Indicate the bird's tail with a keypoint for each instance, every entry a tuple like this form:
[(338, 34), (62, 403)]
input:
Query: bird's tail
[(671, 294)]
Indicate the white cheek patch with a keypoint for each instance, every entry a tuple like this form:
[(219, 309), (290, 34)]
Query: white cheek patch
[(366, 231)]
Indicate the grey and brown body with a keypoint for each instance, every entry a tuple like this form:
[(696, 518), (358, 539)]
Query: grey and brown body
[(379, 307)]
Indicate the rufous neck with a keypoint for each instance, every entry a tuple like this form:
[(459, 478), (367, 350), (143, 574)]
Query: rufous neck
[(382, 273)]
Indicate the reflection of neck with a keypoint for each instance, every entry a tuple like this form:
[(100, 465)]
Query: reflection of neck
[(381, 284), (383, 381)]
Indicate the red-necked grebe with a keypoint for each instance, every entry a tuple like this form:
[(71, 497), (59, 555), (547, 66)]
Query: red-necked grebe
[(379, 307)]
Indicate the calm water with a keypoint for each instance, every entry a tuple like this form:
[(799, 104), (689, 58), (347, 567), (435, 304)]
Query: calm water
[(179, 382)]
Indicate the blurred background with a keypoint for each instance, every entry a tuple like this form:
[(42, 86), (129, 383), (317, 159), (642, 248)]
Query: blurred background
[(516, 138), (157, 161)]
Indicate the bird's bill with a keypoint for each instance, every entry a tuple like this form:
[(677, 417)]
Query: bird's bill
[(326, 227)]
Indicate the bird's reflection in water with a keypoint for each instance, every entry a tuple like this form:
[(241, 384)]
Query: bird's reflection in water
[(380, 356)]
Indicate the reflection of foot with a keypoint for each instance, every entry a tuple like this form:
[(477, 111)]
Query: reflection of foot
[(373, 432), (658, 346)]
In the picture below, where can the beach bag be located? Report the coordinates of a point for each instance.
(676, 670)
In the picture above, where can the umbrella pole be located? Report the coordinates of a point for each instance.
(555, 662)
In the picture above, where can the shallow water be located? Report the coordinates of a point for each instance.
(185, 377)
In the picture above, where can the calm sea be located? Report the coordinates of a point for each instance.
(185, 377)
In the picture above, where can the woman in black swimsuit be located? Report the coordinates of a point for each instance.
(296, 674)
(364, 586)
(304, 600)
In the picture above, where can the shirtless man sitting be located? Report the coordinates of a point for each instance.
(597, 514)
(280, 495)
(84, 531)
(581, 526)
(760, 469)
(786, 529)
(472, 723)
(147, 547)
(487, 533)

+ + + +

| Description of the task |
Looking at the records above, return exactly the lines from the line with "Indicate the bird's reflection" to the line with "[(477, 111)]", both ends included.

| Reply |
Indicate the bird's reflection in water with a keypoint for each instance, every entry a tuple like this form:
[(241, 384)]
Query: bird's reflection in water
[(380, 356)]
Indicate the reflection of foot with a keypoint for each instance, every entry a tuple like this form:
[(477, 111)]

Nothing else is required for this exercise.